Les cas de corruption seront sévèrement réprimés aussi bien dans l’administration que dans le secteur privé”, déclare-t-il lors de son discours d’investiture en décembre 2020. Une volonté réaffirmée en septembre dernier, dans un entretien accordé à Jeune Afrique. Alors que le journaliste interroge le président quant aux préoccupations des citoyens sur la corruption et les enjeux de bonne gouvernance, ce dernier affirme : “j’en ai pleinement conscience. En témoignent l’accélération et le renforcement des actions de la Haute Autorité pour la bonne gouvernance (créée en 2013, ndlr), la création d’un ministère consacré à la lutte contre la corruption et le lancement de plusieurs audits de gestion dans différentes structures publiques.

Nouveau ministère et opérations “coups de poing”

En effet, depuis le remaniement ministériel d’avril dernier, la Terre d’Eburnie s’est dotée d’un ministère de la Promotion de la bonne gouvernance, du renforcement des capacités et de la lutte contre la corruption avec en tête de file, Epiphane Ballo Zoro. De nature discrète, cet ancien magistrat a beaucoup fait parler de lui depuis quelques semaines, après avoir lancé plusieurs opérations “coups de poing”. Le message est clair : “Attention à la fraude, attention au racket, l’Etat vous voit”.

Aucun secteur ne semble épargné par ces opérations. Première visée, la Sicta (Société Ivoirienne de Contrôles Techniques Automobiles et Industriels), où de nombreux pots-de-vin ont été versés. En échange, les employés fermaient les yeux sur l’état de certains véhicules. Un véritable enjeu de sécurité publique, alors que 1 200 Ivoiriens perdent la vie chaque année dans un accident de la route.

Les gendarmes et agents de police sont également sous le feu des projecteurs, après que plusieurs d’entre eux ont multiplié les rackets à l’encontre des conducteurs, et notamment des transporteurs de produits vivriers. D’après une enquête d’Afrobaromètre publiée en octobre 2017, “presque la moitié (47%, ndlr) des Ivoiriens qui avaient affaire à la police pendant l’année écoulée ont payé des pots-de-vin afin d’éviter des difficultés”.

Pour Epiphane Ballo Zoro, “le racket a un lien avec la vie chère. Plus les transporteurs subissent les tracasseries routières, plus cela se fera sentir sur les ménages et le quotidien des populations”, alors que les Ivoiriens se plaignent de la hausse des prix des produits alimentaires. Début novembre, le procès de quarante-trois membres des forces de l’ordre, accusés de faits de corruption, débutait au tribunal militaire d’Abidjan. Au menu : “extorsion de fonds”, “racket”, ou encore “arrangements financiers”.

> **Données ci-dessous**:
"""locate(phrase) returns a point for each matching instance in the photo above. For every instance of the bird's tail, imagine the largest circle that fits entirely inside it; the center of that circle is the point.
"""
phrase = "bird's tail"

> **Consigne 1**:
Répondez à ces questions d'après l'extrait sur la lutte contre la corruption.
(a) En quelle année la Haute Autorité pour la bonne gouvernance a-t-elle été créée ?
(b) Combien d'Ivoiriens perdent la vie chaque année dans un accident de la route ?
(c) Combien de membres des forces de l'ordre sont jugés au tribunal militaire d'Abidjan ?
> **Consigne 2**: Extrayez de l'extrait sur la lutte contre la corruption le passage compris entre « En effet, depuis » et « de la route. », bornes incluses.

> **Réponse rédigée 1**:
(a) En 2013.
(b) 1 200.
(c) Quarante-trois.

> **Réponse rédigée 2**:
En effet, depuis le remaniement ministériel d’avril dernier, la Terre d’Eburnie s’est dotée d’un ministère de la Promotion de la bonne gouvernance, du renforcement des capacités et de la lutte contre la corruption avec en tête de file, Epiphane Ballo Zoro. De nature discrète, cet ancien magistrat a beaucoup fait parler de lui depuis quelques semaines, après avoir lancé plusieurs opérations “coups de poing”. Le message est clair : “Attention à la fraude, attention au racket, l’Etat vous voit”.

Aucun secteur ne semble épargné par ces opérations. Première visée, la Sicta (Société Ivoirienne de Contrôles Techniques Automobiles et Industriels), où de nombreux pots-de-vin ont été versés. En échange, les employés fermaient les yeux sur l’état de certains véhicules. Un véritable enjeu de sécurité publique, alors que 1 200 Ivoiriens perdent la vie chaque année dans un accident de la route.